ACTIONS TO TAKE:
1. Retype the passage on death from "The truth is, although" up to and including "But I do now.".
2. Decide whether each statement below agrees with the passage on death. Answer yes or no and quote the words of the passage that decide it.
(a) The narrator had been passing the cemetery on the way to Chris's workplace without noticing it.
(b) The step-grandmother died of a heart attack.
(c) On the morning of the death, the narrator stood in the back of the bedroom by the doorway.

SELECTED TEXT:
- Opening Delimiter -

Last week, Chris forgot his lunch at work and I drove it out to him. I have to pass a cemetery to get to his workplace from home, only I never noticed it before.
I noticed it this time. And in that moment, I had a very small panic attack, something that has been happening more and more often.
These are not debilitating panic attacks. Someone sitting next to me, having a conversation with me even, wouldn’t notice. They manifest as a tightening in my chest and a fluttering in my stomach and a sudden mental picture of my death.
I don’t see my body. I don’t picture my funeral or casket. Nothing so tangible.
It’s just a moment of no longer being part of this earth, no longer being alive. I don’t like it.
Death has always been an abstract idea to me. I couldn’t imagine my soul no longer inhabiting my body. Maybe this is a symptom of getting older, feeling one’s mortality so profoundly. Or maybe I’m just really screwed up in the head. I hope I’m not psychic.
The truth is, although I may have a lot of complaints about my body: too flabby, bad hair days, I don’t like my nose, I’m not photogenic, I do really kind of like my body. And I like the things having a body allows me to experience. The idea of my body rotting in a grave or (and I prefer this) being burned to ashes isn’t very appealing to me. I know that I won’t be in it anymore. I won’t feel pain. I probably won’t even care by then. But I do now.
There are millions of people and probably even more animals that once walked this planet thinking and feeling and living and they’re all gone. They cease to exist, suddenly, out of nowhere. Because even if you’ve suffered with a fatal disease for a while and you know it’s coming, when it happens, it is out of nowhere.
My step-grandmother died of cancer. She lived with it for a couple years, and by the last few months was bedridden. In the last few weeks, she mostly slept and barely spoke. We all knew it was coming. Still, I didn’t expect it to actually happen.
I was newly 16 years old and my father and I were in Buffalo visiting because we knew there wasn’t much time left to say goodbye. I woke up one morning to find everyone in the house standing in her bedroom, so I joined them. I stood in the back by the doorway and the Hospice nurse told me my grandmother had slipped into a coma in the middle of the night and wasn’t going to wake up. I stood there in stoic silence until the nurse said my grandmother’s heart had stopped and it was official.

- Closing Delimiter -

DATASET ENTRIES:
- Opening Delimiter -

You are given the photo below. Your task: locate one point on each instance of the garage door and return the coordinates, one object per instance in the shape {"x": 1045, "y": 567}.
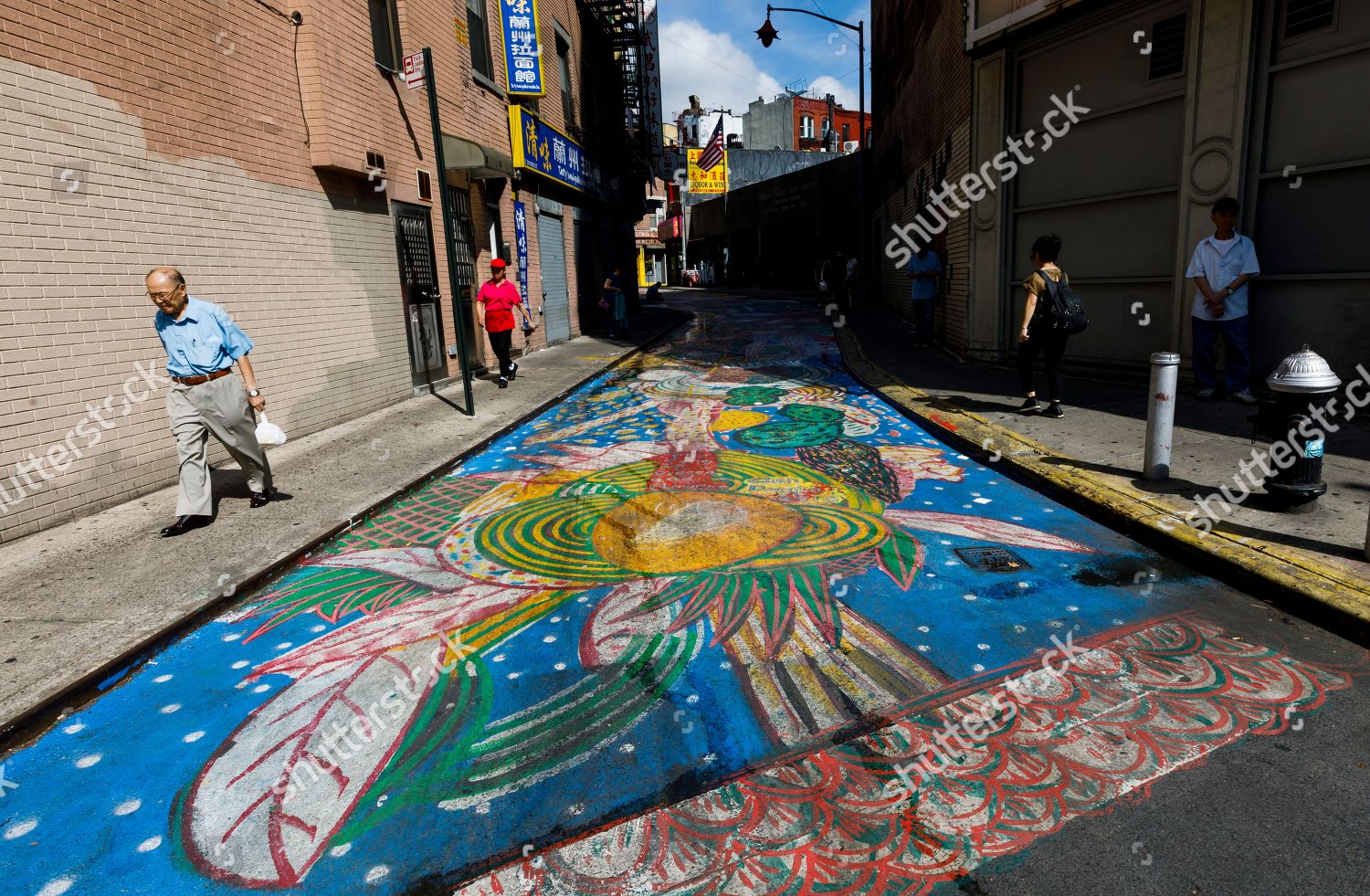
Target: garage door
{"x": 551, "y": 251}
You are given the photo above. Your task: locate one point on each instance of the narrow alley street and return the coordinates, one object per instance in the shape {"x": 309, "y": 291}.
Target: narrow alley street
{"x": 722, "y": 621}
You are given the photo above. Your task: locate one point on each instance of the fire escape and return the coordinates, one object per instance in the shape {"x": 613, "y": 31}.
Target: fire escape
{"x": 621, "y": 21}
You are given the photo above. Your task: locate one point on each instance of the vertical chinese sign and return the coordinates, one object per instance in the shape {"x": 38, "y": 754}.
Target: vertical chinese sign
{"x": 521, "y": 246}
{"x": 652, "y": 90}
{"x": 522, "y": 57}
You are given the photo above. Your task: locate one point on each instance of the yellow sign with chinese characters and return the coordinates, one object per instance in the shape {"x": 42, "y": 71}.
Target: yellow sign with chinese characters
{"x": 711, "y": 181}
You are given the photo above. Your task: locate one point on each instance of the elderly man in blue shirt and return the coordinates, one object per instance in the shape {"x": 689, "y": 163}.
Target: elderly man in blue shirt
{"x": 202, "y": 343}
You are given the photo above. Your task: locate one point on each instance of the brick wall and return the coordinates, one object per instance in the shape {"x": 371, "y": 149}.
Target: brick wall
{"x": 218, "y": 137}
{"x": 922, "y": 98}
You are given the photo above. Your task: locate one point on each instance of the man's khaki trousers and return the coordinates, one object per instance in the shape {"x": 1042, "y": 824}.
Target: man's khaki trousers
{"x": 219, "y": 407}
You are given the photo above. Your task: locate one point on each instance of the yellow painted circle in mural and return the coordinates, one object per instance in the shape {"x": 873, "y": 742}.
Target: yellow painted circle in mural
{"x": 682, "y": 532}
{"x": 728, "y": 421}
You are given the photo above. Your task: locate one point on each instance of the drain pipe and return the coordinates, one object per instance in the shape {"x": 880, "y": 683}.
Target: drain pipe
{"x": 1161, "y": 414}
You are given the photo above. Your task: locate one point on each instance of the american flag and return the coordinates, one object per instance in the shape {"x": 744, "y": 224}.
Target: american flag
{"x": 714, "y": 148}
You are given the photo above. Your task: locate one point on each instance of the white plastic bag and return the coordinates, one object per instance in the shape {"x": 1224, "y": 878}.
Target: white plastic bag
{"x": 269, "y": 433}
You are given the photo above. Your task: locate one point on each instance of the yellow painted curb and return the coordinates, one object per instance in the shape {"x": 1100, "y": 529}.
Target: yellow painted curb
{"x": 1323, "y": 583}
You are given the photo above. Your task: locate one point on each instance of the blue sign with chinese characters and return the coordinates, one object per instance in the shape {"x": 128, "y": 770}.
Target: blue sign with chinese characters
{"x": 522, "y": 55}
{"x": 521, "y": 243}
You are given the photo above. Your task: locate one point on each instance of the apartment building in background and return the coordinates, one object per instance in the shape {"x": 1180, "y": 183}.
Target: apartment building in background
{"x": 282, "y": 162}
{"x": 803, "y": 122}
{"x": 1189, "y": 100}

- Closing Delimiter -

EXERCISE RESULTS:
1.
The truth is, although I may have a lot of complaints about my body: too flabby, bad hair days, I don’t like my nose, I’m not photogenic, I do really kind of like my body. And I like the things having a body allows me to experience. The idea of my body rotting in a grave or (and I prefer this) being burned to ashes isn’t very appealing to me. I know that I won’t be in it anymore. I won’t feel pain. I probably won’t even care by then. But I do now.

2.
(a) Yes: "I have to pass a cemetery to get to his workplace from home, only I never noticed it before."
(b) No: "My step-grandmother died of cancer."
(c) Yes: "I stood in the back by the doorway"